[Segmentation mask data]
--- START ---
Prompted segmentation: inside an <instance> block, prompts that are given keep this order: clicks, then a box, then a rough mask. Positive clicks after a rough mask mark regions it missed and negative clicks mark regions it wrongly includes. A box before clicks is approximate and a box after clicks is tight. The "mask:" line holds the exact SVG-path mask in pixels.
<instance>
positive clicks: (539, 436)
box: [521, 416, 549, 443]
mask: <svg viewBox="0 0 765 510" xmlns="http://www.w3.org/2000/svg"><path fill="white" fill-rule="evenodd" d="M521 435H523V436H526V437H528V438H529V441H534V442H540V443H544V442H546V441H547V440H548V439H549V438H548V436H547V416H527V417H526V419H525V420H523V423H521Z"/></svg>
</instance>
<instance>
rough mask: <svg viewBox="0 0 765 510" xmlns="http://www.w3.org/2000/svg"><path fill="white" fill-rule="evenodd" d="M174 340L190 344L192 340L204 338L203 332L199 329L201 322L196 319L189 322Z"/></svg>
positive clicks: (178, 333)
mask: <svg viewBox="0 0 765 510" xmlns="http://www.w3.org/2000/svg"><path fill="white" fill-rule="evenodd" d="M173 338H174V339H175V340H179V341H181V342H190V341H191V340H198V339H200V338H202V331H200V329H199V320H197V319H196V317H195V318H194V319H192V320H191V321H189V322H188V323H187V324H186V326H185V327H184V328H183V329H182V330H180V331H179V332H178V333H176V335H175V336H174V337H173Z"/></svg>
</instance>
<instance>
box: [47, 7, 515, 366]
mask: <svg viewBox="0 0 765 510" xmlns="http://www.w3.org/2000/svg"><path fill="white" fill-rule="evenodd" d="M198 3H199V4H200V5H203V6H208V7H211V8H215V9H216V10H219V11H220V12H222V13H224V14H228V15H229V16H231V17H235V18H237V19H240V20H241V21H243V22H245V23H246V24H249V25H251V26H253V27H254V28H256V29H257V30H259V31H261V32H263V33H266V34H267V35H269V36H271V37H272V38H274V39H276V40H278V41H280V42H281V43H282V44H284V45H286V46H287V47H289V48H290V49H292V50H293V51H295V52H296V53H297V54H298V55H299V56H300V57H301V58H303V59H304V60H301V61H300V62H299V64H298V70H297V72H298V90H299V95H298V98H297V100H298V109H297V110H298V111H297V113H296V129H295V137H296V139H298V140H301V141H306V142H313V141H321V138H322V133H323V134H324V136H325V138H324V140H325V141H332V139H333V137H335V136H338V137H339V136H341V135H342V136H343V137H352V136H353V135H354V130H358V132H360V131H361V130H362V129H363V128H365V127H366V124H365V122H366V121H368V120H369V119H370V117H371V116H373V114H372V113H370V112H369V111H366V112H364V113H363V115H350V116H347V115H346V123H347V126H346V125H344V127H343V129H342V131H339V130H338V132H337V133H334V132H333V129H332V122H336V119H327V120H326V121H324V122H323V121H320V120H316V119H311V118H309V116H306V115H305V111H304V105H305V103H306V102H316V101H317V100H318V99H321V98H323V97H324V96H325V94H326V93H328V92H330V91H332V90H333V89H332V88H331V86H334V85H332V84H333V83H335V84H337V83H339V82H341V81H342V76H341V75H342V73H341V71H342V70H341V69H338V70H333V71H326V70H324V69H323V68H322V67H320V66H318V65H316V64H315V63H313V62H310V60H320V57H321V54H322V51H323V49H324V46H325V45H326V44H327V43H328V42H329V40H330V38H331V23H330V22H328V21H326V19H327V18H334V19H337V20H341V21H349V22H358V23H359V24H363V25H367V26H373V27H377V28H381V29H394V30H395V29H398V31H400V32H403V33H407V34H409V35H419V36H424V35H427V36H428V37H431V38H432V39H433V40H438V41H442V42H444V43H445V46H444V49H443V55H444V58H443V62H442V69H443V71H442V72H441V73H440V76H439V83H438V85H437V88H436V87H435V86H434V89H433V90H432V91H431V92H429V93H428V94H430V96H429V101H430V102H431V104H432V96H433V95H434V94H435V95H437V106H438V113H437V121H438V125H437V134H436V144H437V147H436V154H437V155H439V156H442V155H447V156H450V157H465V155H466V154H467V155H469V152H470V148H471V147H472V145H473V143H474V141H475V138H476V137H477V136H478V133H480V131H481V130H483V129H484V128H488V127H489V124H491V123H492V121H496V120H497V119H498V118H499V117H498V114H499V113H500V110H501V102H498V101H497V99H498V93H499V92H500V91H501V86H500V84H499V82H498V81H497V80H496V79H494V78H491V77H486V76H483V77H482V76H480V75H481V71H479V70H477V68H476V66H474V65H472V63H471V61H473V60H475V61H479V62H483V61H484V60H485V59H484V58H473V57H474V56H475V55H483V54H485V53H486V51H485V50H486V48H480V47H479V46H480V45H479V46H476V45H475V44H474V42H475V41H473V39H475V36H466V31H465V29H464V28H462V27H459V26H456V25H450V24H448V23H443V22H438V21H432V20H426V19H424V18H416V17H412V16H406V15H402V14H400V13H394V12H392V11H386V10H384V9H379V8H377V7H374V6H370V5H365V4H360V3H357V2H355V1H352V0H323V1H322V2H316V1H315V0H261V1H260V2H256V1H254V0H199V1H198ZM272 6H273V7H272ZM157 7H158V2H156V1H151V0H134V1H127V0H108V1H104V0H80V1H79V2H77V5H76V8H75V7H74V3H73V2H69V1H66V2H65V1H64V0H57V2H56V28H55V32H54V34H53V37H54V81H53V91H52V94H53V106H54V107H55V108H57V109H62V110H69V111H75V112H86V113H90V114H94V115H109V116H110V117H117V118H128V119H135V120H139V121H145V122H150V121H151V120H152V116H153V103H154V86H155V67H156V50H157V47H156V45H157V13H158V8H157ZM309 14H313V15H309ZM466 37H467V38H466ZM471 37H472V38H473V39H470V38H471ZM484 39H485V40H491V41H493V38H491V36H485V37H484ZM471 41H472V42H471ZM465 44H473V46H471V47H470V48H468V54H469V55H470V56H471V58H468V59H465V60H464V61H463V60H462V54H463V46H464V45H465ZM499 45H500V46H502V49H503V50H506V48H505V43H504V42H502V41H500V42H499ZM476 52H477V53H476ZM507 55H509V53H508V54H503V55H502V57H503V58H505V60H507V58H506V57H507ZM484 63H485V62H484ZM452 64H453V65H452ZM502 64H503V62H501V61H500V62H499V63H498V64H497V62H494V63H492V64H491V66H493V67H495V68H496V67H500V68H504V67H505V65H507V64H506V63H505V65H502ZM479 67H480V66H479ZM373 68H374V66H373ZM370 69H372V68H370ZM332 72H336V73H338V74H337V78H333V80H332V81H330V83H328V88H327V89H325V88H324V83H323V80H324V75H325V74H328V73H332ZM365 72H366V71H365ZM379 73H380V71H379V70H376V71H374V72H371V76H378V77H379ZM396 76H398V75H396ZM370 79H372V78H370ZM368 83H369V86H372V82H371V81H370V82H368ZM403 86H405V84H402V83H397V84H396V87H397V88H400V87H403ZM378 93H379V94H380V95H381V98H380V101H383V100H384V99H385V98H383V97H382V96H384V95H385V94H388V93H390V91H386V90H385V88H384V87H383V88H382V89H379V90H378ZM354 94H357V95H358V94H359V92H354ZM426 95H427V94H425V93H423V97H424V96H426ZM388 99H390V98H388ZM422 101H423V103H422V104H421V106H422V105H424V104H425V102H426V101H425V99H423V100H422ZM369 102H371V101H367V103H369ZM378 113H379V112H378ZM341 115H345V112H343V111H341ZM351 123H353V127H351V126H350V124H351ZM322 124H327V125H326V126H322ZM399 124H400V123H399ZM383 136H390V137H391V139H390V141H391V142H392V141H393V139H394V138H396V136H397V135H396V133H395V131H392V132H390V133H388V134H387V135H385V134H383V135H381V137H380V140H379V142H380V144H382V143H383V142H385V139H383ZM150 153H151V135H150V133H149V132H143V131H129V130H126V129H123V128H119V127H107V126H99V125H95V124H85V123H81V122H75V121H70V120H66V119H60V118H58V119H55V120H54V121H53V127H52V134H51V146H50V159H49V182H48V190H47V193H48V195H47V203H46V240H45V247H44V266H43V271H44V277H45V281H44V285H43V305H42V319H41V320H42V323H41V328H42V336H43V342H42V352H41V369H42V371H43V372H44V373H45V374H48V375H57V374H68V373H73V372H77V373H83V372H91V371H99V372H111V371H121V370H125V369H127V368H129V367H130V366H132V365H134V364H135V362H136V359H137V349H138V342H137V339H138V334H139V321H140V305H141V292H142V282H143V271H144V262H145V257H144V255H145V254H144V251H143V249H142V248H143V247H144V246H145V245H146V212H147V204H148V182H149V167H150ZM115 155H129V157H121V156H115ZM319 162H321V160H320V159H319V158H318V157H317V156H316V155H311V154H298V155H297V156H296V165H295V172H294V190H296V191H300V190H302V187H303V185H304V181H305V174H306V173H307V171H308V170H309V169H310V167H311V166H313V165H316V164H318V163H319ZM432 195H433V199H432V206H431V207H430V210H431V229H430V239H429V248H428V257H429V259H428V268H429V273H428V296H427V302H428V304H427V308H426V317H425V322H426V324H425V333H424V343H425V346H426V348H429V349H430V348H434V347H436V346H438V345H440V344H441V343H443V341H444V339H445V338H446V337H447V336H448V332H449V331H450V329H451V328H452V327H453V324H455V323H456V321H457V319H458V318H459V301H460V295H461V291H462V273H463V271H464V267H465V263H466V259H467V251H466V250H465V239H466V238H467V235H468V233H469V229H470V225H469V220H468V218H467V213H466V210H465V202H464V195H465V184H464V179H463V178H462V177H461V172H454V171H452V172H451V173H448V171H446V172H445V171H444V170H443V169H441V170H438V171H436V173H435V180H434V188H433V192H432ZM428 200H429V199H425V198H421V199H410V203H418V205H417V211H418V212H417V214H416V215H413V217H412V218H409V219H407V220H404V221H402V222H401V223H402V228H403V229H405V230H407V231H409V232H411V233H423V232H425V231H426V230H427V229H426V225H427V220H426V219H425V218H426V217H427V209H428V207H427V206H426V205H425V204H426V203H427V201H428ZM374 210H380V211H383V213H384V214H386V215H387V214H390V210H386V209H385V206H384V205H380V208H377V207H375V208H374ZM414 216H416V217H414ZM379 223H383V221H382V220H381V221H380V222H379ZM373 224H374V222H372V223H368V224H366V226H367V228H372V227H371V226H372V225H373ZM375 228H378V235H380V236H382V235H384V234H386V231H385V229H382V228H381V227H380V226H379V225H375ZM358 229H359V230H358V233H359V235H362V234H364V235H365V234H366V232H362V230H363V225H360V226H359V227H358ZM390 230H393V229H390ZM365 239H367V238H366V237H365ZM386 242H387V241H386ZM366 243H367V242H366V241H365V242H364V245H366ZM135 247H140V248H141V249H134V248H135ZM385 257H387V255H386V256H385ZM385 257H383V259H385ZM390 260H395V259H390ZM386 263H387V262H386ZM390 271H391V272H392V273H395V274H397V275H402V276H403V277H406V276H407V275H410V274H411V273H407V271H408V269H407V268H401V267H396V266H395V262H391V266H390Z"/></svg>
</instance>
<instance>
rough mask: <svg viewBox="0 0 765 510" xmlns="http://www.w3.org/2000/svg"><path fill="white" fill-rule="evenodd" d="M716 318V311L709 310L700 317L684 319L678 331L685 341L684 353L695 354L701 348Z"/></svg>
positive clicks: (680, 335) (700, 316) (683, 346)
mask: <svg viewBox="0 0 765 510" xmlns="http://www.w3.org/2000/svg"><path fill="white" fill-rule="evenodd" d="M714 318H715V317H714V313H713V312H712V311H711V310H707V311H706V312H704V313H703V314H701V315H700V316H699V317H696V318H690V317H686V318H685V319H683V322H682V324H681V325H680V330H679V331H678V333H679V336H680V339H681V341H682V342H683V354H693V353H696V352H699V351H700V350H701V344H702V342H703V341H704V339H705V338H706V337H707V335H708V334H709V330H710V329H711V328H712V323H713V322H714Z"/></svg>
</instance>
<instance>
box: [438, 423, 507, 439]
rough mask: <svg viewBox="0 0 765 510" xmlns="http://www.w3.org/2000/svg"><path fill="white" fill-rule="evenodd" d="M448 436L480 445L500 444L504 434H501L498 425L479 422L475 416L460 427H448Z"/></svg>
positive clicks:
--- END ---
Find and copy each line above that includes the string "rough".

■ FINISHED EXERCISE
Prompted segmentation: inside an <instance> block, prompts that are given keep this order: clicks, then a box, then a rough mask. Positive clicks after a rough mask mark regions it missed and negative clicks mark regions it wrongly includes. A box before clicks is approximate and a box after clicks is tight. The "mask:" line holds the exact SVG-path mask in pixels.
rough mask: <svg viewBox="0 0 765 510" xmlns="http://www.w3.org/2000/svg"><path fill="white" fill-rule="evenodd" d="M174 340L190 344L192 340L204 338L203 332L199 329L201 322L196 319L189 322Z"/></svg>
rough mask: <svg viewBox="0 0 765 510" xmlns="http://www.w3.org/2000/svg"><path fill="white" fill-rule="evenodd" d="M716 318V311L709 310L700 317L684 319L678 331L685 341L684 353L695 354L701 348Z"/></svg>
rough mask: <svg viewBox="0 0 765 510" xmlns="http://www.w3.org/2000/svg"><path fill="white" fill-rule="evenodd" d="M448 436L480 445L500 444L504 434H501L498 425L479 422L475 416L460 427H448Z"/></svg>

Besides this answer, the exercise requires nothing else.